* MATERIAL FOR THIS TASK
|---|

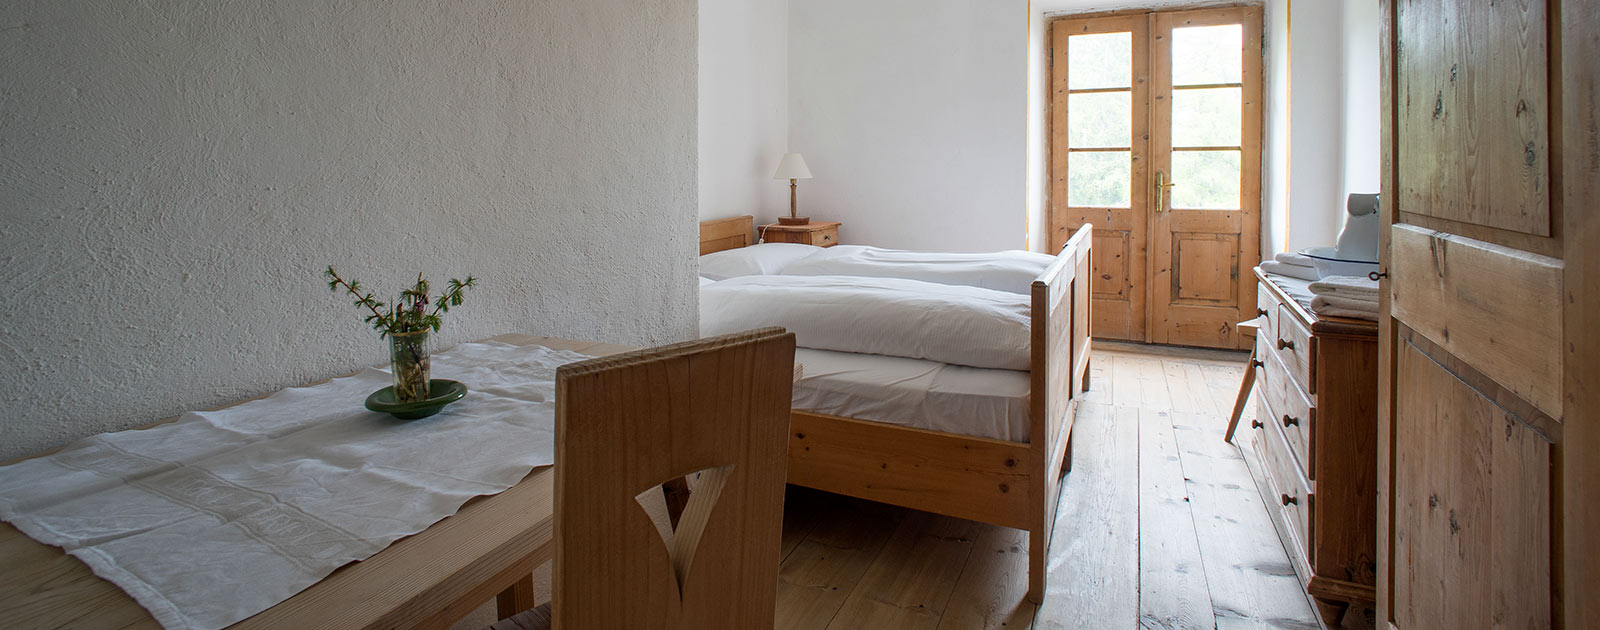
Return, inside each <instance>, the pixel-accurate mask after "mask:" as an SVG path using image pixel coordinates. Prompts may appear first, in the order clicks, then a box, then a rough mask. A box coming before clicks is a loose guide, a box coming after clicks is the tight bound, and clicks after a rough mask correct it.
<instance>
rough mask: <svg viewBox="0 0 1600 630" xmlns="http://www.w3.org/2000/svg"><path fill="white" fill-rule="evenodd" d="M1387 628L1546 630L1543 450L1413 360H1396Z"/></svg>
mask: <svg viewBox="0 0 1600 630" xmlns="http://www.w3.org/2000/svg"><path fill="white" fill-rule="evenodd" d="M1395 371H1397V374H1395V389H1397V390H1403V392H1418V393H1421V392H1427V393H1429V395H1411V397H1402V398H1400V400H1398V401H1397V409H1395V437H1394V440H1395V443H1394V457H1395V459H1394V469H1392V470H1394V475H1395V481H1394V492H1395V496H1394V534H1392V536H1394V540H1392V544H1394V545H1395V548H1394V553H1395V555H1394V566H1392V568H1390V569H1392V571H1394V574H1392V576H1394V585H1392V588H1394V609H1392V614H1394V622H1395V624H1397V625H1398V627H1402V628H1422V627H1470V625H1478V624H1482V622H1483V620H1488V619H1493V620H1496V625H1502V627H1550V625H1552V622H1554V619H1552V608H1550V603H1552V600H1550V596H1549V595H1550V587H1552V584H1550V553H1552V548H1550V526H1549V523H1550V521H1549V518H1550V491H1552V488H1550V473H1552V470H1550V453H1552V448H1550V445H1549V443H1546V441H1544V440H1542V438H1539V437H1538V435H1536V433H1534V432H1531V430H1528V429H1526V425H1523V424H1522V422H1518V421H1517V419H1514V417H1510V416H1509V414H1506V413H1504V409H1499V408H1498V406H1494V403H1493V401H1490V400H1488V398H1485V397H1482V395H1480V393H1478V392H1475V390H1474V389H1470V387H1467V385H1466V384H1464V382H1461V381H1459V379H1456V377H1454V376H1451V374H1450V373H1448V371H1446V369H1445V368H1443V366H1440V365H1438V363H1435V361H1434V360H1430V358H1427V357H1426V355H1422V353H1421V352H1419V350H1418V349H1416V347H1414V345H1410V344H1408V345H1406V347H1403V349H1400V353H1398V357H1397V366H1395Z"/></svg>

|---|

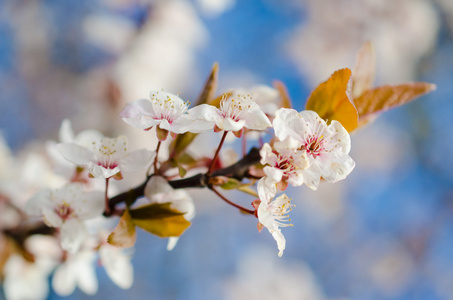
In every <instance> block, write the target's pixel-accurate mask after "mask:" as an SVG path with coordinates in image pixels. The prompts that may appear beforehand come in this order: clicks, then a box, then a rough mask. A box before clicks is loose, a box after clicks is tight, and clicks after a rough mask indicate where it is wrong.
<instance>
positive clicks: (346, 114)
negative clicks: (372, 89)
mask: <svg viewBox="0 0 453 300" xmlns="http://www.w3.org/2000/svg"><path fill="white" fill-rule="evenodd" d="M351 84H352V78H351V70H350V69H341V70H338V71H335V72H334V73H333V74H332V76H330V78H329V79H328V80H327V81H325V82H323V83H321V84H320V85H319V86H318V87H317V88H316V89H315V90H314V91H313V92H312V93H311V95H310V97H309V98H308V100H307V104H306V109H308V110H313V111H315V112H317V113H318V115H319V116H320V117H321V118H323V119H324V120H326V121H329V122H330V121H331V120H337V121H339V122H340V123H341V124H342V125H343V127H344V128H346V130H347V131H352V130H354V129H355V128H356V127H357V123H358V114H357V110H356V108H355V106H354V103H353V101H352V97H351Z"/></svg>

|---|

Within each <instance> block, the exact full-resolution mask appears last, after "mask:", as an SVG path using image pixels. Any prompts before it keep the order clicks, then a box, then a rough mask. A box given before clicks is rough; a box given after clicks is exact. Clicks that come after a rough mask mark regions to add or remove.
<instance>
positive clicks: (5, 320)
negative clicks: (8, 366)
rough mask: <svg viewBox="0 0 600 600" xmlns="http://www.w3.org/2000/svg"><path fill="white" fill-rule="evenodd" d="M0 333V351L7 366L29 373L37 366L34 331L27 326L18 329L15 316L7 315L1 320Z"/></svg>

|---|

* TRY IT
Using the records above, write out exactly the lines between the one holding "negative clicks: (8, 366)" and the one holding "333V351L7 366L29 373L37", inclusive; leave everything else out.

* ANSWER AREA
negative clicks: (8, 366)
rough mask: <svg viewBox="0 0 600 600" xmlns="http://www.w3.org/2000/svg"><path fill="white" fill-rule="evenodd" d="M0 333V351L7 366L29 373L37 366L34 331L27 326L18 329L15 316L7 315L1 320Z"/></svg>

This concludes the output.